→ **Directions for this task**
All records that follow are to be output exactly.

→ **Information supplied**
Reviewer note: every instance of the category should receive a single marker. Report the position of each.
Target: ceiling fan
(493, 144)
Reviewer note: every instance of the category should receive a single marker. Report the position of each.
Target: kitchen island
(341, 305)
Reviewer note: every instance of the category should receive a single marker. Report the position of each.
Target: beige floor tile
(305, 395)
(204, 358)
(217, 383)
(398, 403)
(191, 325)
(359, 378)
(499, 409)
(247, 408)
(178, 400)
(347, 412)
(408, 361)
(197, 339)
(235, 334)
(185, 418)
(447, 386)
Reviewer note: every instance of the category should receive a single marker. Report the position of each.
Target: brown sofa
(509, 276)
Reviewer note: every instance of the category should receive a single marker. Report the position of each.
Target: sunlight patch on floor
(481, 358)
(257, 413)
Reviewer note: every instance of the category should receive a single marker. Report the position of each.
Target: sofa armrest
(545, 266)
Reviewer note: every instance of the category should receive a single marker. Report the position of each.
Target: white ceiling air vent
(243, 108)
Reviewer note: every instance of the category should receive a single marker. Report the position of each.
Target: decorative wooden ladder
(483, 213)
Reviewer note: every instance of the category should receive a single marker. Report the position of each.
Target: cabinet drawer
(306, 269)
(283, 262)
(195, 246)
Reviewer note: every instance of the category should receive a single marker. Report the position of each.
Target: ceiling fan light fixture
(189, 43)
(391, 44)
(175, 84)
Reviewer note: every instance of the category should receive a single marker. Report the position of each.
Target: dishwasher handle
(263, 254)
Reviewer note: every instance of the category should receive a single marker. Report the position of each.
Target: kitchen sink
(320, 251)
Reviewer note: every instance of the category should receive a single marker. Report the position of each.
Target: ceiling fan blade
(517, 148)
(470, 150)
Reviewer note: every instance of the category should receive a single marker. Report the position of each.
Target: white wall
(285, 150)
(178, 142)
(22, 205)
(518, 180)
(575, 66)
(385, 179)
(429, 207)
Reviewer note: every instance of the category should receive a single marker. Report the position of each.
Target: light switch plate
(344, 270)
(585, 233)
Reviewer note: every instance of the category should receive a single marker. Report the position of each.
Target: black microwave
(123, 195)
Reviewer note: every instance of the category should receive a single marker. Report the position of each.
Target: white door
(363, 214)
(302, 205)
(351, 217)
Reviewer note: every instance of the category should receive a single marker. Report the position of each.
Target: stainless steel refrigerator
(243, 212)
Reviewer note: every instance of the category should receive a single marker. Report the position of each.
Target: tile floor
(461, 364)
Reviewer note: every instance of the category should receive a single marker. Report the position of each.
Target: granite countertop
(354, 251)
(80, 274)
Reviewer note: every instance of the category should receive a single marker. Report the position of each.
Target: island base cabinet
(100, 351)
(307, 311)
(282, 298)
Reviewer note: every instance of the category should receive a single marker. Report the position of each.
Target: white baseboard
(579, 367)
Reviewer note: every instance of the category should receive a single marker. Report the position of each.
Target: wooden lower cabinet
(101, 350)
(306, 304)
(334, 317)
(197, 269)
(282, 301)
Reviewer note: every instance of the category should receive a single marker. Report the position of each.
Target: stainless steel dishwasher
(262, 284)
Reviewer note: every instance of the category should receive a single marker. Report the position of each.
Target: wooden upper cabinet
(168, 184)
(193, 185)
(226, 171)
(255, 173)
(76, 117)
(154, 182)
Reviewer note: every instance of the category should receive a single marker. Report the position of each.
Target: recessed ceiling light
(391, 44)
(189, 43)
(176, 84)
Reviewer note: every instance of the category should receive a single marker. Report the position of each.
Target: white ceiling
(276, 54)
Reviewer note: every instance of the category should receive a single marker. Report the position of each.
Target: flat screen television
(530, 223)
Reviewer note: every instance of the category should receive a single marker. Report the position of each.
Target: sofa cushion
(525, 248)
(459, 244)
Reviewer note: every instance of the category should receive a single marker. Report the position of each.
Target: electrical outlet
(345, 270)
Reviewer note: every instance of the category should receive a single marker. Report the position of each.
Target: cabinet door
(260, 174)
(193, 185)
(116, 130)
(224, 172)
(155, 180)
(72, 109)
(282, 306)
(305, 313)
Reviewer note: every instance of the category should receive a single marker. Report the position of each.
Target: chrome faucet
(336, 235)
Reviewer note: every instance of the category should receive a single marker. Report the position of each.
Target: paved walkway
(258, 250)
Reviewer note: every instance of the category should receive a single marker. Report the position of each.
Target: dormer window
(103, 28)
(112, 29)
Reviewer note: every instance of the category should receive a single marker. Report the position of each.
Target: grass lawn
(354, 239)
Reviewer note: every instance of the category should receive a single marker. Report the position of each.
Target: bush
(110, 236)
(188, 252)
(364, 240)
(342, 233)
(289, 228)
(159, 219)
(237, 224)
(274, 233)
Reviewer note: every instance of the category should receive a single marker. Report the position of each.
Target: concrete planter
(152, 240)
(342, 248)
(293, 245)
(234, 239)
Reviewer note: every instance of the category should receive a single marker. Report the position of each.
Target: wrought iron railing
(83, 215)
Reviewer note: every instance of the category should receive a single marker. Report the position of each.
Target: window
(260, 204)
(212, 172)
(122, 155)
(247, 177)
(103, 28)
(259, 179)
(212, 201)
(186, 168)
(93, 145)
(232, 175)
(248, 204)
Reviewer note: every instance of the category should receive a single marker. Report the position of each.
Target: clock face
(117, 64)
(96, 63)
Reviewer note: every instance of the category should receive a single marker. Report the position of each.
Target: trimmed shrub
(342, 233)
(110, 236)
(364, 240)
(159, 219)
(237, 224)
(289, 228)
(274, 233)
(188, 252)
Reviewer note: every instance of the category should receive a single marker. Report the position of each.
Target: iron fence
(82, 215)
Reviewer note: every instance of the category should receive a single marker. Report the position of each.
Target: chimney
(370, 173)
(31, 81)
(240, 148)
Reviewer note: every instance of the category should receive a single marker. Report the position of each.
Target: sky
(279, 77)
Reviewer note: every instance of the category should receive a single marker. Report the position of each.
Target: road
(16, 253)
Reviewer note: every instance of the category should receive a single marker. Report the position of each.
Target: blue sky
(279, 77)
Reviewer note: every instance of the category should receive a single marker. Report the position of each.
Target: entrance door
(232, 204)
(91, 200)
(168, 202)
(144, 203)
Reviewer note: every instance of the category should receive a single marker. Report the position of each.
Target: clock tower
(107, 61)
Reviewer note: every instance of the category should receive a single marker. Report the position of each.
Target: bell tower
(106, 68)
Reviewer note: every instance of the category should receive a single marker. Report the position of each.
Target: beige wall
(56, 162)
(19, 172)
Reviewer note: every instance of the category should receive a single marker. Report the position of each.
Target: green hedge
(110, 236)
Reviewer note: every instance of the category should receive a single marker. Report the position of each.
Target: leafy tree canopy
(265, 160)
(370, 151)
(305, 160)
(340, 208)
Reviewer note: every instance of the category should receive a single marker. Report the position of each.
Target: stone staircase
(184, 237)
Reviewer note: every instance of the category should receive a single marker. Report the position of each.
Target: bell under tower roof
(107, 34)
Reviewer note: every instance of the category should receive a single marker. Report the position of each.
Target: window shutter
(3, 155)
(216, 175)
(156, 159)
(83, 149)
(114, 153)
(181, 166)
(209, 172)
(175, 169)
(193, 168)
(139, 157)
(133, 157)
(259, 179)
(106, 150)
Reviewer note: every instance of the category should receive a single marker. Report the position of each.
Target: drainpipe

→ **Exercise solution**
Reviewer note: every instance of the category should receive a single marker. Report the position of each.
Target: ceiling fan
(493, 144)
Reviewer note: every instance of the category should receive a single marker. Report the position of each.
Target: kitchen island
(341, 305)
Reviewer note: every instance of the category should receive a single marker. Report the position of each.
Target: beige floor tile
(305, 395)
(204, 358)
(217, 383)
(398, 403)
(191, 325)
(359, 378)
(499, 409)
(247, 408)
(178, 400)
(347, 412)
(408, 361)
(197, 339)
(235, 334)
(185, 418)
(447, 386)
Reviewer note: every instance of the category should receive a single marker. Report the position of each.
Target: brown sofa
(509, 276)
Reviewer note: every instance of the category should receive a single marker. Report the position of each.
Target: sunlight patch on floor
(481, 358)
(257, 413)
Reviewer note: every instance of the category should receive a single marker. Report the position of each.
Target: sofa armrest
(545, 266)
Reviewer note: every instance of the category should receive a single marker. Report the position of each.
Target: white ceiling air vent
(243, 108)
Reviewer note: every instance of the category should receive a single marker. Report the position of each.
Target: decorative wooden ladder
(483, 213)
Reviewer note: every instance of the category should receive a single marker. Report the position of each.
Target: cabinet drawer
(306, 269)
(283, 262)
(195, 246)
Reviewer note: every instance of the category should receive a single marker. Report the position of each.
Target: ceiling fan light fixture
(189, 43)
(391, 44)
(175, 84)
Reviewer note: every instance of the category should receive a single marker. Report the position of each.
Target: dishwasher handle
(263, 254)
Reviewer note: every instance of the category should receive a single marker. Report the position of each.
Target: kitchen sink
(320, 251)
Reviewer note: every instance of the category should receive a single marker. Report the position of each.
Target: ceiling fan blade
(517, 148)
(470, 150)
Reviewer note: every instance of the category should receive a single marker. Report the position of each.
Target: white wall
(285, 150)
(178, 142)
(22, 205)
(518, 180)
(575, 66)
(385, 179)
(429, 207)
Reviewer note: every instance of the category should receive a single marker. Report the position of each.
Target: light switch plate
(344, 270)
(585, 233)
Reviewer note: every instance of the category should receive a single marker. Report the position of each.
Target: black microwave
(123, 195)
Reviewer note: every instance of the category should receive a single marker. Report the position of each.
Target: white door
(363, 214)
(302, 205)
(351, 217)
Reviewer note: every instance of the category should receive a single marker. Report the position of each.
Target: stainless steel refrigerator
(243, 212)
Reviewer note: every instance of the category should receive a single marker. Report the position of each.
Target: tile floor
(461, 364)
Reviewer note: every instance of the category should receive a single marker. Report the position of each.
Target: granite countertop
(354, 251)
(80, 274)
Reviewer note: every instance of the category should receive a single marker. Report the position of each.
Target: island base cabinet
(100, 351)
(307, 311)
(282, 298)
Reviewer note: every instance of the category should receive a single marker. Report the position of each.
Target: white baseboard
(579, 367)
Reviewer note: every instance of the category should receive a single marker. Report the position of each.
Target: wooden lower cabinet
(101, 350)
(306, 304)
(334, 317)
(197, 269)
(282, 301)
Reviewer note: every instance of the category should receive a single marker. Report the position of each.
Target: stainless steel dishwasher
(262, 284)
Reviewer note: every instance of the category should receive a single marker. Report the position of each.
Target: wooden upper cabinet
(168, 184)
(193, 185)
(226, 171)
(255, 173)
(76, 117)
(154, 182)
Reviewer note: every instance of the category should receive a single marker. Report the position of each.
Target: recessed ceiling light
(391, 44)
(189, 43)
(176, 84)
Reviewer note: every instance of the category should receive a single marker. Report the position of each.
Target: white ceiling
(276, 54)
Reviewer note: every instance of the category should receive a single marker. Report the position of each.
Target: flat screen television
(530, 223)
Reviewer note: every instance of the category should receive a single marker. Report the position of each.
Target: sofa cushion
(525, 248)
(459, 244)
Reviewer note: every instance of the category should receive a single marker. Report the position of each.
Target: electrical outlet
(345, 270)
Reviewer note: every instance of the category should receive a single marker. Report the position of each.
Target: cabinet door
(260, 174)
(193, 185)
(116, 130)
(224, 172)
(155, 180)
(72, 109)
(282, 306)
(305, 313)
Reviewer note: every instance of the category should receive a single marker. Report the position of each.
Target: chrome faucet
(336, 235)
Reviewer note: every instance of the category should receive a single marker. Report the position of each.
Target: paved walkway
(258, 250)
Reviewer note: every instance of the category should receive a single marker. Report the position of each.
Target: dormer window
(103, 28)
(112, 29)
Reviewer note: every instance of the category should receive a single marker. Report the position of each.
Target: grass lawn
(354, 239)
Reviewer note: every instance of the category should receive a single marker. Report the position of each.
Target: bush
(110, 236)
(188, 252)
(364, 240)
(342, 233)
(289, 228)
(159, 219)
(237, 224)
(274, 233)
Reviewer note: every instance of the category should receive a single marker. Report the position of each.
Target: concrete planter
(152, 240)
(342, 248)
(293, 245)
(234, 239)
Reviewer note: every instance of the category should receive a single marker. Report the position of each.
Target: wrought iron railing
(83, 215)
Reviewer note: every instance of the category should receive a single marker. Report the position of each.
Target: window
(260, 204)
(212, 172)
(122, 155)
(247, 177)
(103, 28)
(259, 179)
(212, 201)
(186, 168)
(93, 145)
(232, 175)
(248, 204)
Reviewer note: every instance of the category should receive a single marker. Report the position of each.
Target: clock face
(117, 64)
(96, 63)
Reviewer note: every instance of the category should receive a single marker. Report the position of each.
Target: trimmed shrub
(342, 233)
(110, 236)
(364, 240)
(159, 219)
(237, 224)
(289, 228)
(274, 233)
(188, 252)
Reviewer note: every instance of the category should receive a single marker. Report the position of each.
Target: iron fence
(82, 215)
Reviewer note: every instance of the category should receive a single marker. Report the position of each.
Target: chimney
(370, 173)
(31, 81)
(240, 148)
Reviewer note: every instance of the category should receive a single marker. Report the position of each.
Target: sky
(279, 77)
Reviewer note: every instance of the category should receive a single marker. Report the position of each.
Target: road
(16, 253)
Reviewer note: every instance of the category should receive a single marker. Report the position of each.
Target: blue sky
(279, 77)
Reviewer note: every instance of the category should receive a single marker. Report the position of each.
Target: entrance door
(232, 204)
(91, 200)
(168, 202)
(144, 203)
Reviewer note: every instance of the category should receive a single marker. Report the position of each.
Target: clock tower
(107, 61)
Reviewer note: every instance of the category should receive a single marker. Report the position of each.
Target: bell tower
(106, 68)
Reviewer note: every instance of the category should receive a single marker. Report the position of each.
Target: beige wall
(56, 162)
(19, 172)
Reviewer note: every instance of the category should receive a single marker. Report the position of each.
Target: green hedge
(110, 236)
Reviewer note: every instance of the category should receive a single marker. Report the position of each.
Target: leafy tree canopy
(265, 160)
(370, 151)
(305, 160)
(340, 208)
Reviewer note: every instance of the category should receive a single marker. Report the position of each.
Target: stone staircase
(184, 237)
Reviewer note: every instance of the category should receive a single marker. Report the position of each.
Target: bell under tower roof
(107, 34)
Reviewer note: every instance of the category should receive a single marker. Report the position of each.
Target: window shutter
(3, 155)
(216, 175)
(156, 159)
(83, 149)
(114, 153)
(181, 166)
(209, 172)
(175, 169)
(193, 168)
(139, 157)
(133, 157)
(259, 179)
(106, 150)
Reviewer note: every instance of the category should receive a single marker. Report the position of each.
Target: drainpipe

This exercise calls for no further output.